__DATA RECORDS__
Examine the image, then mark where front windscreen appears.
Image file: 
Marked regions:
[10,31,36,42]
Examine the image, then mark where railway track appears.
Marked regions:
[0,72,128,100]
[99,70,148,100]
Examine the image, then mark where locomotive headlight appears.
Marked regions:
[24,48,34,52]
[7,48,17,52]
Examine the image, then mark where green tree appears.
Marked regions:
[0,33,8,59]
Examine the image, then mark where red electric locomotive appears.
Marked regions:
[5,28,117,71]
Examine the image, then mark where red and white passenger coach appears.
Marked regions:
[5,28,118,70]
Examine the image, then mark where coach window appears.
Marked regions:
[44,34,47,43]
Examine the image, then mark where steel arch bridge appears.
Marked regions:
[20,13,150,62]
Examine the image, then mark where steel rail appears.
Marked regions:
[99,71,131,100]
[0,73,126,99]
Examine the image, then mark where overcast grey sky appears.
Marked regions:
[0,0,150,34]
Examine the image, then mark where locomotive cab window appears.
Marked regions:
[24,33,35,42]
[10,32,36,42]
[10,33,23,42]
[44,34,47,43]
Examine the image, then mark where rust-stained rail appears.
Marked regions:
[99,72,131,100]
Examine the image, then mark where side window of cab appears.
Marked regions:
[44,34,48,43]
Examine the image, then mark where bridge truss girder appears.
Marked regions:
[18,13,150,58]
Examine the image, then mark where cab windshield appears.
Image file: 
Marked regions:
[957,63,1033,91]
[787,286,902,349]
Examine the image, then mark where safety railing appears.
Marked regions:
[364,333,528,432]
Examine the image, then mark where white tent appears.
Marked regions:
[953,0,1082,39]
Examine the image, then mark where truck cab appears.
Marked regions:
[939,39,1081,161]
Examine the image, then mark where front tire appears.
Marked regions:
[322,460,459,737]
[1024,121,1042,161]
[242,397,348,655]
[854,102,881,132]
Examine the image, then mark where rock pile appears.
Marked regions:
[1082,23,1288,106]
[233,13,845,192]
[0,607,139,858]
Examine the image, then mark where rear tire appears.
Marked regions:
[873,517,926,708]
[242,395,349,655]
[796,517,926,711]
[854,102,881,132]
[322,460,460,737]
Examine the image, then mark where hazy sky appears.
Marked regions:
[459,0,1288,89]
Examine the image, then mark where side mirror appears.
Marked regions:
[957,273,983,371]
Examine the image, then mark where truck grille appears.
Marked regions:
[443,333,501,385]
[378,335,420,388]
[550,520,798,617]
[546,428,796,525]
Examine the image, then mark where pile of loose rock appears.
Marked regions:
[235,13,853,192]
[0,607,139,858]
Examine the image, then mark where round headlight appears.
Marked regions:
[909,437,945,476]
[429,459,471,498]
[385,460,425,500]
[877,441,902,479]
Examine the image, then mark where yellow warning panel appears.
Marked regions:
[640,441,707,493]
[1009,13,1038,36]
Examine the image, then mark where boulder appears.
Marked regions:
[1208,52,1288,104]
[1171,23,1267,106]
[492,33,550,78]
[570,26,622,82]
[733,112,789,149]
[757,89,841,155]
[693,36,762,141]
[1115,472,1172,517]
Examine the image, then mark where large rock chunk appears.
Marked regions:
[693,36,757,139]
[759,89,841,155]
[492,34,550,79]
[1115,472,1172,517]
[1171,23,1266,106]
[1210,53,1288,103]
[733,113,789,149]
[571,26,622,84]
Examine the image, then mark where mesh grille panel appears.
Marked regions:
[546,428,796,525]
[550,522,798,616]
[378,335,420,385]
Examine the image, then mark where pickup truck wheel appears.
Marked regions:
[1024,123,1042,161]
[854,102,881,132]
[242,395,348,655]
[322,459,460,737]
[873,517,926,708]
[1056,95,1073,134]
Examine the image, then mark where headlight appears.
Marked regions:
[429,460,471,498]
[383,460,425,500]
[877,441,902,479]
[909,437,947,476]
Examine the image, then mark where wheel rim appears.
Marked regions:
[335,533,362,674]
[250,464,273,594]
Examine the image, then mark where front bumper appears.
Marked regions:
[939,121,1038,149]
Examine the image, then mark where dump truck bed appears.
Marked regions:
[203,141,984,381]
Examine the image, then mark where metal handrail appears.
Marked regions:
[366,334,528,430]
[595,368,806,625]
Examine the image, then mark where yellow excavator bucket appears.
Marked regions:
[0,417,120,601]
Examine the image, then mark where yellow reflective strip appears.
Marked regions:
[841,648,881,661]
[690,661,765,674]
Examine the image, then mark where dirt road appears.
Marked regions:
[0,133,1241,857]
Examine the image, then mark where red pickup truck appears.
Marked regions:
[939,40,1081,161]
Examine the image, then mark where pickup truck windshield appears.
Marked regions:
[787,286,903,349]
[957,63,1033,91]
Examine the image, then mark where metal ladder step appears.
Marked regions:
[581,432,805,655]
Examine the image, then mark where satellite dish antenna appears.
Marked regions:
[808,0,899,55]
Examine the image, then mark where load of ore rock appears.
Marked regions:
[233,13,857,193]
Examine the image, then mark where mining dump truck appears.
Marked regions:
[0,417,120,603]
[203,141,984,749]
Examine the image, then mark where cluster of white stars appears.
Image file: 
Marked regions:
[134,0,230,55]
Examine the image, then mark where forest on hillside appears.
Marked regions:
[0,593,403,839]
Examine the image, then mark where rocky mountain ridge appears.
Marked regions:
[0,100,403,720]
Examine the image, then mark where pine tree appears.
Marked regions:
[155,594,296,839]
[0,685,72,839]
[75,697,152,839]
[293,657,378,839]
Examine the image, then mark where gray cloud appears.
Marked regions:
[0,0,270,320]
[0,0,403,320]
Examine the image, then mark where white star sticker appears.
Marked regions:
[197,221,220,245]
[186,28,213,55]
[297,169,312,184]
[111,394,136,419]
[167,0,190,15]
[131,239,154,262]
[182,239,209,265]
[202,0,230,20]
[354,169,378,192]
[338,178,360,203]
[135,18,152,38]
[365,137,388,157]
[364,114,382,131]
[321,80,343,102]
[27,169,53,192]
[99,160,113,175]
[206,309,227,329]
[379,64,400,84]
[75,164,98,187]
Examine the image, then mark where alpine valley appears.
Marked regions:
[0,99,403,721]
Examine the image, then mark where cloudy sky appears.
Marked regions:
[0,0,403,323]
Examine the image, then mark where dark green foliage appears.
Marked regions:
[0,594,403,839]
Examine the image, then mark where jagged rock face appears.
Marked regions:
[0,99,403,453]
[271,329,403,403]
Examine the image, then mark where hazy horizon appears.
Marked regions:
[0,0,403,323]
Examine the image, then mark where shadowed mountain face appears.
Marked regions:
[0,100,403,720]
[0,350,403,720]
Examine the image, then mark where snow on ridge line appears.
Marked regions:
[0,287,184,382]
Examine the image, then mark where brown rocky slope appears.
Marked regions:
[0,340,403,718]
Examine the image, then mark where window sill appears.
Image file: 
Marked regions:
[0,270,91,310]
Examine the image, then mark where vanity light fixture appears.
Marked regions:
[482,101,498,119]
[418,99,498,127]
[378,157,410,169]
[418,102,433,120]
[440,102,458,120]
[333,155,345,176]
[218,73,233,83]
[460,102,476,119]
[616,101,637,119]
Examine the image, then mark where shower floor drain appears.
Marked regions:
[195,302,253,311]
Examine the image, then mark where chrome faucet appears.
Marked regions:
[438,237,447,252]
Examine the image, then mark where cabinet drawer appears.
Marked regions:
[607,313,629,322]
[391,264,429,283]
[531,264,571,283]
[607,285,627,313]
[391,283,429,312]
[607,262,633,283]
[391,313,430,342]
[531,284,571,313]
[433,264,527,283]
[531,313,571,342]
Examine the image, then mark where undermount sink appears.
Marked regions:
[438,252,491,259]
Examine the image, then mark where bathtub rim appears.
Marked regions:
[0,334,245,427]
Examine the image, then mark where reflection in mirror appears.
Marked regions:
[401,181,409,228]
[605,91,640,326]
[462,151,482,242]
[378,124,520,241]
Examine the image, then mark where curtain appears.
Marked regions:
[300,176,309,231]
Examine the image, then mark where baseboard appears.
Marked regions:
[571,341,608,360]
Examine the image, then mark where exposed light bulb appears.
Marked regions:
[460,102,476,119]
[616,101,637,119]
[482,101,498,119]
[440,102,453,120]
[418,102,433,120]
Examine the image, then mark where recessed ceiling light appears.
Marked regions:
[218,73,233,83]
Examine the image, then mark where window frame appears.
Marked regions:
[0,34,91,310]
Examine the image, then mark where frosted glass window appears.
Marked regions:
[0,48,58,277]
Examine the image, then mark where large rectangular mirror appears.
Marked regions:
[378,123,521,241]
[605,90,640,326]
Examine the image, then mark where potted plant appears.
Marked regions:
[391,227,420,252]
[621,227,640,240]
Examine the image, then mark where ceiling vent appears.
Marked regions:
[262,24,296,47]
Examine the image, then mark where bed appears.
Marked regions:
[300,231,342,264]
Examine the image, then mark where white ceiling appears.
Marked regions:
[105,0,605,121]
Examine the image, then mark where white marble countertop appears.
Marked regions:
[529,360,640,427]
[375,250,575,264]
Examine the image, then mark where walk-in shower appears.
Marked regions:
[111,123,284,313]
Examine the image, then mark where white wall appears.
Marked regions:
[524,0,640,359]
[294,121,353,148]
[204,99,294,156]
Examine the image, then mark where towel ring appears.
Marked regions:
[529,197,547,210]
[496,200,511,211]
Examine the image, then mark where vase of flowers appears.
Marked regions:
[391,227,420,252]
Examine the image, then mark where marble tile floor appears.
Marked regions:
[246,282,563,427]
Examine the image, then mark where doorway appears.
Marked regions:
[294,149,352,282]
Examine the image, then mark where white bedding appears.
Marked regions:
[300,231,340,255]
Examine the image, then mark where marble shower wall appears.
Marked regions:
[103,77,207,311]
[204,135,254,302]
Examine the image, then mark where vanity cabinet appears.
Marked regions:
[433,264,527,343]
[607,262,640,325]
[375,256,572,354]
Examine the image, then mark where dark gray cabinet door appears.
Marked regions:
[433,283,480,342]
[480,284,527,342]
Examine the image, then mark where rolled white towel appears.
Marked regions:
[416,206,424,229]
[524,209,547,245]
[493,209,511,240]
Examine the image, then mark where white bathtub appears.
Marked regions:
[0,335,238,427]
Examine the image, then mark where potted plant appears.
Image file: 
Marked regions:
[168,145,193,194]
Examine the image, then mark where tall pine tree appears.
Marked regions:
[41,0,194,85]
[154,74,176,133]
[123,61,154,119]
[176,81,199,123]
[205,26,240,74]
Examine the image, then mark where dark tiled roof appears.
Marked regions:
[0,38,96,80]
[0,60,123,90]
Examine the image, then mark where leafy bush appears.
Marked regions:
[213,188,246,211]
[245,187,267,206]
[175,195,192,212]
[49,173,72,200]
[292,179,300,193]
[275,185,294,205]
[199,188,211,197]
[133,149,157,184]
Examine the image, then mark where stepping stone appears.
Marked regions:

__SET TASK__
Convert the section of the rows that opens with the line containing "Examine the image, then mark where forest" and closes with the line containing "[293,657,378,839]" into a JSON list of strings, one string per line, with blank lines omitted.

__SOLUTION BELOW__
[
  "Examine the image, then mark where forest on hillside appears.",
  "Marked regions:",
  "[0,593,403,839]",
  "Examine the image, then mark where rocky mountain ridge appears.",
  "Marked regions:",
  "[0,100,403,720]",
  "Examine the image, then mark where pine tree appears.",
  "Marked regions:",
  "[155,594,296,839]",
  "[0,685,72,839]",
  "[75,697,152,839]",
  "[293,657,378,839]"
]